### TASK STATEMENT
Copy out each line of the items below verbatim, omitting the pictures.

Items from a data source
:::
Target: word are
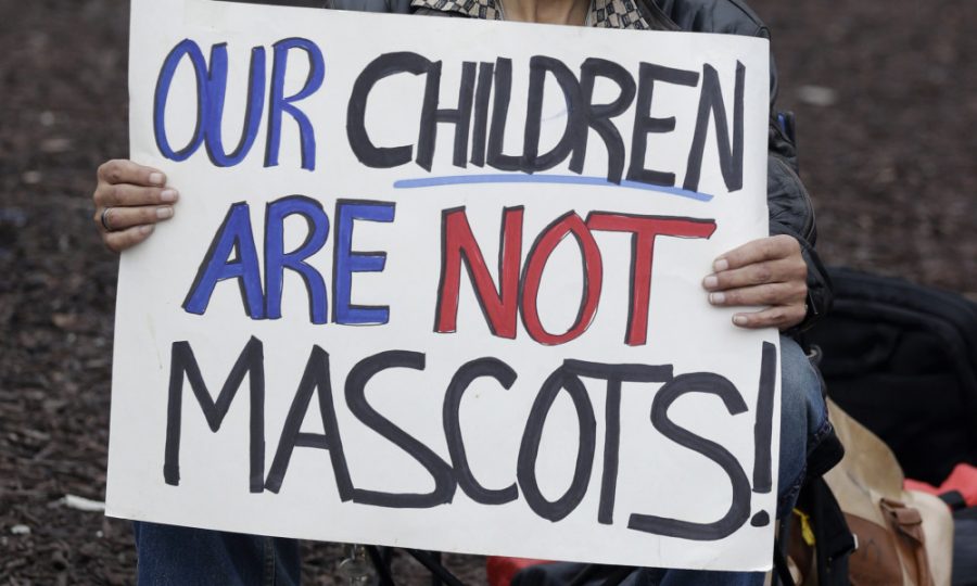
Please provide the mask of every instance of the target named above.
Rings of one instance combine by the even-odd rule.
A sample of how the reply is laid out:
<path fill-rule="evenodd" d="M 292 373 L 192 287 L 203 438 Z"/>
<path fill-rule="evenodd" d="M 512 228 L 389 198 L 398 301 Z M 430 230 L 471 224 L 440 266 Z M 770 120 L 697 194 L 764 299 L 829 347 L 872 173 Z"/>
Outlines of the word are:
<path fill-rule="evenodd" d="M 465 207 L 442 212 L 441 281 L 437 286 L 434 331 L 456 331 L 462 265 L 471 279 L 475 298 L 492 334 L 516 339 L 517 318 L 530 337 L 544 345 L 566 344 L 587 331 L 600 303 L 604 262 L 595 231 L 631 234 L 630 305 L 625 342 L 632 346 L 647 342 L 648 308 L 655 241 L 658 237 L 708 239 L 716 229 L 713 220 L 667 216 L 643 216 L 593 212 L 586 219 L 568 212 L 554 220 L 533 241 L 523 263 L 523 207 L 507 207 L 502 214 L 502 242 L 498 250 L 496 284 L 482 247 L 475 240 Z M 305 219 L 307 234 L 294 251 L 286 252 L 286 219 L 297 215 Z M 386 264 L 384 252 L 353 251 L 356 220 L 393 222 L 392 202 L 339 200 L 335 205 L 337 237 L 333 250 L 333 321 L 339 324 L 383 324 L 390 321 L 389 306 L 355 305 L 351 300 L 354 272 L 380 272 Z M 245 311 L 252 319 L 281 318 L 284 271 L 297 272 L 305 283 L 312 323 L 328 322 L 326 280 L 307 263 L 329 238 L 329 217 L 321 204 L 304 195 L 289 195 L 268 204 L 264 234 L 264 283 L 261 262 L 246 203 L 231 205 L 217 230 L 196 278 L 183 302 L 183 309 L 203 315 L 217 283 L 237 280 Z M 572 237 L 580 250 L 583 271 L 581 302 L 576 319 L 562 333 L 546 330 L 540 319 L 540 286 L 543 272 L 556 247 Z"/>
:::
### EXERCISE ANSWER
Target: word are
Please provide the mask of every instance of the target named above.
Rings of one instance combine by the even-odd rule.
A sample of how the reply is laid out:
<path fill-rule="evenodd" d="M 292 373 L 192 287 L 203 438 Z"/>
<path fill-rule="evenodd" d="M 512 228 L 389 198 L 398 301 Z M 430 230 L 471 224 L 440 266 Z M 770 120 L 697 194 L 764 299 L 829 347 L 872 173 Z"/>
Outlines of the word are:
<path fill-rule="evenodd" d="M 465 207 L 442 212 L 441 281 L 437 286 L 434 331 L 456 331 L 462 265 L 471 279 L 475 298 L 492 334 L 516 339 L 517 318 L 530 337 L 544 345 L 566 344 L 587 331 L 600 303 L 604 262 L 595 231 L 631 234 L 630 305 L 625 342 L 632 346 L 647 342 L 648 308 L 655 241 L 658 237 L 708 239 L 716 229 L 713 220 L 667 216 L 643 216 L 593 212 L 586 219 L 568 212 L 554 220 L 533 241 L 523 263 L 523 207 L 507 207 L 502 214 L 502 242 L 498 250 L 496 284 L 482 247 L 475 240 Z M 305 219 L 307 234 L 294 251 L 286 252 L 286 219 L 297 215 Z M 386 264 L 384 252 L 353 251 L 356 220 L 393 222 L 392 202 L 339 200 L 335 205 L 337 237 L 333 250 L 333 321 L 339 324 L 383 324 L 390 321 L 389 306 L 355 305 L 351 300 L 354 272 L 380 272 Z M 245 311 L 252 319 L 281 318 L 284 271 L 297 272 L 305 283 L 312 323 L 328 322 L 326 280 L 307 263 L 329 238 L 329 217 L 321 204 L 304 195 L 289 195 L 268 204 L 264 234 L 264 283 L 261 262 L 246 203 L 231 205 L 217 230 L 196 278 L 183 302 L 183 309 L 203 315 L 217 283 L 237 280 Z M 572 237 L 580 250 L 583 271 L 581 302 L 576 319 L 562 333 L 546 330 L 540 319 L 540 286 L 543 272 L 556 247 Z"/>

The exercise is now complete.